— start of Materials provided —

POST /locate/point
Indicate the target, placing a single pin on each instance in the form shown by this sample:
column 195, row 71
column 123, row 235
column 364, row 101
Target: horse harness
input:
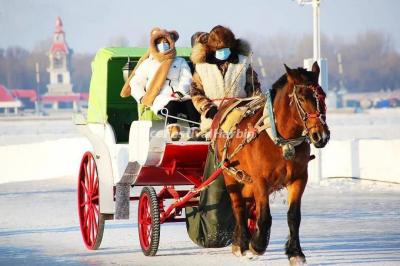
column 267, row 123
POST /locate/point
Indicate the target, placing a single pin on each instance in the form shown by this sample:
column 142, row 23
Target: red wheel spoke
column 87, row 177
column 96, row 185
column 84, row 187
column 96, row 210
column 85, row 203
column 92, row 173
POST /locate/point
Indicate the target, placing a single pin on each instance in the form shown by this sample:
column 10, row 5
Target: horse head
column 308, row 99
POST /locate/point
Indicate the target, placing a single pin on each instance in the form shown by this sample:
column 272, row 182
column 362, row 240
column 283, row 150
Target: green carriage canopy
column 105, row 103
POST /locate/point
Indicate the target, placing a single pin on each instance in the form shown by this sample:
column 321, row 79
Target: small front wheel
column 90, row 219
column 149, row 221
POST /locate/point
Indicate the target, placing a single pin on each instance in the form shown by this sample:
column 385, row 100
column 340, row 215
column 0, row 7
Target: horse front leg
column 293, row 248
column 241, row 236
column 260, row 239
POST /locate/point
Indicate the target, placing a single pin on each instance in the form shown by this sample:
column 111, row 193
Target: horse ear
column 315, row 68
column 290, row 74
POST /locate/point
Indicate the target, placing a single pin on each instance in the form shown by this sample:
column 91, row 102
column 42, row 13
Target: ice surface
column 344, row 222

— end of Materials provided —

Edit every one of the entries above so that "pin" becomes "marker" everywhere it occurs, with nothing else changed. Leave the pictures out of your version.

(Final result):
POST /locate/point
Indicate the target, placing a single marker on each instance in the form shown by this sample:
column 195, row 71
column 123, row 235
column 364, row 101
Target: horse harness
input:
column 267, row 123
POST /locate/point
Indicate the target, placing a single marker on each instance in the form shown by this sample:
column 142, row 23
Target: red wheel spoke
column 87, row 177
column 96, row 185
column 84, row 187
column 96, row 210
column 85, row 203
column 92, row 173
POST /locate/point
Indicate the target, placing a single marker on each instance in the form shown by this sample:
column 10, row 5
Target: horse head
column 308, row 99
POST /locate/point
Indicate the target, placing a single marker on each instance in the form shown by this sample:
column 272, row 182
column 362, row 240
column 283, row 150
Target: green carriage canopy
column 105, row 103
POST /locate/point
Indicate the target, placing a single marker on each instance in the form shown by this sample:
column 321, row 79
Target: small front wheel
column 90, row 219
column 149, row 221
POST /locate/point
Indicate the target, placing a single marker on each instance in the form shown by this sample:
column 385, row 100
column 340, row 215
column 0, row 7
Target: horse front leg
column 293, row 248
column 241, row 236
column 260, row 239
POST /locate/point
Indicate the target, placing a single marker on each instance in the form shown by this sample:
column 111, row 193
Target: horse ear
column 315, row 68
column 290, row 74
POST /locate/point
Indicate the target, placing a single marker on each instance in the form shown by this sample:
column 91, row 102
column 42, row 13
Target: ice surface
column 344, row 222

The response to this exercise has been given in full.